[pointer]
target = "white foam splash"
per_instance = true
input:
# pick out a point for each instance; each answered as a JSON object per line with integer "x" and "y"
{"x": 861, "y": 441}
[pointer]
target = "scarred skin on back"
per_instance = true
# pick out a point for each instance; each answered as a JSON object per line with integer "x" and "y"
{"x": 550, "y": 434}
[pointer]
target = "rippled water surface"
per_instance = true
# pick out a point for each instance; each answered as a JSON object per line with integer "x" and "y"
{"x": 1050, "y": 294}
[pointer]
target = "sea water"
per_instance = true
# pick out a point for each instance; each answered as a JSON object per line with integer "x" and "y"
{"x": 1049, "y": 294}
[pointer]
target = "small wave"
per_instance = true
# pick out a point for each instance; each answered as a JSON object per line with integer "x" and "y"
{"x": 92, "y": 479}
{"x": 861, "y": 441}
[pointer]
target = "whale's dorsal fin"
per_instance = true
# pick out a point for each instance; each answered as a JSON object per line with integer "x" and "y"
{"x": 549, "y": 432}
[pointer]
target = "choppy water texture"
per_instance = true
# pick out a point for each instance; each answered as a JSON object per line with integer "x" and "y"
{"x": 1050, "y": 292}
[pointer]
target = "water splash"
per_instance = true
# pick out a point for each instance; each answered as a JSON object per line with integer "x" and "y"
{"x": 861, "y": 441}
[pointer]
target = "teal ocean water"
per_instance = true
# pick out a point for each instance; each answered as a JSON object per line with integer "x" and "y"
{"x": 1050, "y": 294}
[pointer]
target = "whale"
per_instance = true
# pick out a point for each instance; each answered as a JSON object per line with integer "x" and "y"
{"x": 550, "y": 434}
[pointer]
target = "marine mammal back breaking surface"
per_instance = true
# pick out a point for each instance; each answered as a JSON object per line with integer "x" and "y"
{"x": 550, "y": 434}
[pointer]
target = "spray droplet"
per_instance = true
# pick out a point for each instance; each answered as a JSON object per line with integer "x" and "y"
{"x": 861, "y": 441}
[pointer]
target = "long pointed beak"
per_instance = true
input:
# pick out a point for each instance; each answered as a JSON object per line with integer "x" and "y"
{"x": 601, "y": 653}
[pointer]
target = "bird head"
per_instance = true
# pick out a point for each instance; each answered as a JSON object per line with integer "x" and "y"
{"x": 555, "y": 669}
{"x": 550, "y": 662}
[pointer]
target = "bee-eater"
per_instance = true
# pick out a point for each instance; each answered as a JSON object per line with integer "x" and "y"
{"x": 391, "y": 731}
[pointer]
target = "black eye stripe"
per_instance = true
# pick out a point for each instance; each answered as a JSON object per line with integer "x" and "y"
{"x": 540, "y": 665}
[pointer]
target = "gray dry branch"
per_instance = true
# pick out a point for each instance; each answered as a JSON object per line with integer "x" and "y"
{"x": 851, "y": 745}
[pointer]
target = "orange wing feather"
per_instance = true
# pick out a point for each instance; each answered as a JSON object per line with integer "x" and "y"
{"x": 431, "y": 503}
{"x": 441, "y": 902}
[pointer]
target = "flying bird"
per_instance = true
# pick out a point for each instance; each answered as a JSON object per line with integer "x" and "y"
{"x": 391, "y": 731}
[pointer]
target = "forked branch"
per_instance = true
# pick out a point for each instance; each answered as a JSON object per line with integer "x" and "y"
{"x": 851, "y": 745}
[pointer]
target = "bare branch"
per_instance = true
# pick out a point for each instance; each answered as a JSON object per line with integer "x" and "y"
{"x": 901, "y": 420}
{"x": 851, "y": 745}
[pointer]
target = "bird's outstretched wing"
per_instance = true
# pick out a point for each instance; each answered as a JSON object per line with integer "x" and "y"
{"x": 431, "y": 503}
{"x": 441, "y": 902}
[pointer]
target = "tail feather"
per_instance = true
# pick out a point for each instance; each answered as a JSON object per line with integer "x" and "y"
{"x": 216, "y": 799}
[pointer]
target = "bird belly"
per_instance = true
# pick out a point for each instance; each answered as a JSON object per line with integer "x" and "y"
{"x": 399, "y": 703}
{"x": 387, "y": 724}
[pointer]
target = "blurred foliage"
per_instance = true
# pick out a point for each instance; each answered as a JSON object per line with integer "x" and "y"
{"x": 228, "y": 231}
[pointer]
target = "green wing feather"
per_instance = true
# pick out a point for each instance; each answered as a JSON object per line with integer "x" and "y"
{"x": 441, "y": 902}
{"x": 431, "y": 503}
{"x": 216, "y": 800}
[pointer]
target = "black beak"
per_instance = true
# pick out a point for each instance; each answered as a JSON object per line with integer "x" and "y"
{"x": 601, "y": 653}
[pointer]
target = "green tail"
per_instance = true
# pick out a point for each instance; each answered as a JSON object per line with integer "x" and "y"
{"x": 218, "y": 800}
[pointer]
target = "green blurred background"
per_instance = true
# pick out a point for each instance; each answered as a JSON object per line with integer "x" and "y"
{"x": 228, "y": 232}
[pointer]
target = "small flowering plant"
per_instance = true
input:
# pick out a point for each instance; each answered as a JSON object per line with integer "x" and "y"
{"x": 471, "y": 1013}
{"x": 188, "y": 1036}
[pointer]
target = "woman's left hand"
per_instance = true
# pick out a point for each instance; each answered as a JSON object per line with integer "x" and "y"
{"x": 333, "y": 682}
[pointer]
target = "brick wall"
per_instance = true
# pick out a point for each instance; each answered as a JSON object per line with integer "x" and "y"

+++

AIM
Would you restate each of the entries word for word?

OUTPUT OF THE EXERCISE
[pointer]
target = "white foam splash"
per_instance = true
input:
# pick out a point for each instance; each answered as a JSON object per line with integer "x" and "y"
{"x": 861, "y": 441}
[pointer]
target = "scarred skin on back"
per_instance = true
# pick out a point for each instance; each answered as a JSON object per line with integer "x" and "y"
{"x": 550, "y": 434}
[pointer]
target = "rippled water surface"
per_instance = true
# pick out a point for each instance; each answered as a JSON object per line with integer "x" and "y"
{"x": 1050, "y": 294}
[pointer]
target = "sea water"
per_instance = true
# pick out a point for each instance; each answered as a JSON object per line with integer "x" and "y"
{"x": 1049, "y": 294}
[pointer]
target = "small wave"
per_instance = true
# pick out a point for each instance; each answered as a JSON object per line with integer "x" and "y"
{"x": 92, "y": 479}
{"x": 861, "y": 441}
[pointer]
target = "whale's dorsal fin"
per_instance = true
# pick out a point for each instance; each answered as a JSON object per line with integer "x" and "y"
{"x": 549, "y": 432}
[pointer]
target = "choppy water texture"
per_instance = true
# pick out a point for each instance; each answered as a JSON object per line with integer "x" and "y"
{"x": 1050, "y": 292}
[pointer]
target = "water splash"
per_instance = true
# pick out a point for each instance; each answered as a JSON object per line with integer "x" and "y"
{"x": 861, "y": 441}
[pointer]
target = "teal ocean water"
per_instance = true
# pick out a point for each instance; each answered as a JSON object per line with integer "x" and "y"
{"x": 1050, "y": 294}
[pointer]
target = "whale"
per_instance = true
# pick out a point for each instance; each answered as a JSON object per line with integer "x" and "y"
{"x": 550, "y": 434}
[pointer]
target = "marine mammal back breaking surface"
per_instance = true
# pick out a point for each instance; each answered as a JSON object per line with integer "x" and "y"
{"x": 550, "y": 434}
[pointer]
target = "spray droplet"
per_instance = true
# pick out a point for each instance; each answered as a JSON object per line with integer "x" and "y"
{"x": 861, "y": 441}
[pointer]
target = "long pointed beak"
per_instance = true
input:
# pick out a point for each instance; each answered as a JSON object per line with integer "x" and "y"
{"x": 601, "y": 653}
[pointer]
target = "bird head"
per_instance = true
# pick out a point for each instance; each answered as a JSON object per line with integer "x" and "y"
{"x": 555, "y": 669}
{"x": 550, "y": 662}
[pointer]
target = "bee-eater"
per_instance = true
# pick out a point for each instance; each answered as a JSON object per line with integer "x" and "y"
{"x": 391, "y": 731}
[pointer]
target = "black eye stripe"
per_instance = true
# pick out a point for each instance; each answered as a JSON object per line with integer "x" and "y"
{"x": 540, "y": 665}
[pointer]
target = "gray dry branch"
per_instance = true
# pick out a point for each instance; each answered as a JSON object per line with integer "x" and "y"
{"x": 851, "y": 745}
[pointer]
target = "orange wing feather"
per_instance = true
# pick out a point for each instance; each answered as a JSON object per line with integer "x" and "y"
{"x": 431, "y": 503}
{"x": 441, "y": 902}
[pointer]
target = "flying bird"
per_instance = true
# pick out a point for each instance; each answered as a JSON object per line with integer "x" and "y"
{"x": 391, "y": 731}
[pointer]
target = "forked branch"
per_instance = true
# pick out a point for each instance; each answered as a JSON object per line with integer "x" and "y"
{"x": 851, "y": 745}
[pointer]
target = "bare branch"
per_instance = true
# pick out a point for each instance; each answered as a JSON object per line with integer "x" and "y"
{"x": 901, "y": 420}
{"x": 851, "y": 745}
[pointer]
target = "bird's outstretched wing"
per_instance = true
# pick out a point for each instance; each answered as a JSON object per line with integer "x" and "y"
{"x": 431, "y": 503}
{"x": 441, "y": 902}
[pointer]
target = "tail feather"
per_instance = true
# pick out a point for each instance; each answered as a JSON object per line with integer "x" and "y"
{"x": 216, "y": 799}
[pointer]
target = "bird belly"
per_instance = true
# pick out a point for each instance; each answered as a JSON object per line with integer "x" and "y"
{"x": 399, "y": 703}
{"x": 387, "y": 724}
[pointer]
target = "blurred foliage"
per_instance = true
# pick out a point for each instance; each answered as a JSON object per line with integer "x" and "y"
{"x": 228, "y": 231}
[pointer]
target = "green wing feather"
per_instance = true
# pick out a point for each instance; each answered as a JSON object per line with integer "x" and "y"
{"x": 441, "y": 902}
{"x": 431, "y": 503}
{"x": 216, "y": 800}
[pointer]
target = "black beak"
per_instance = true
# pick out a point for each instance; each answered as a JSON object per line with integer "x" and "y"
{"x": 601, "y": 653}
[pointer]
target = "green tail"
per_instance = true
# pick out a point for each instance; each answered as a JSON object per line with integer "x" and "y"
{"x": 218, "y": 800}
[pointer]
target = "green blurred background"
per_instance = true
# pick out a point for each instance; each answered as a JSON object per line with integer "x" and "y"
{"x": 228, "y": 232}
[pointer]
target = "small flowering plant"
per_instance = true
input:
# pick out a point for each instance; each answered as a JSON object per line with integer "x" and "y"
{"x": 471, "y": 1013}
{"x": 188, "y": 1036}
[pointer]
target = "woman's left hand"
per_instance = true
# pick out a point for each instance; each answered as a JSON object per line with integer "x" and "y"
{"x": 333, "y": 682}
[pointer]
target = "brick wall"
per_instance = true
# pick out a point for each instance; each answered as a JSON object per line with integer "x" and "y"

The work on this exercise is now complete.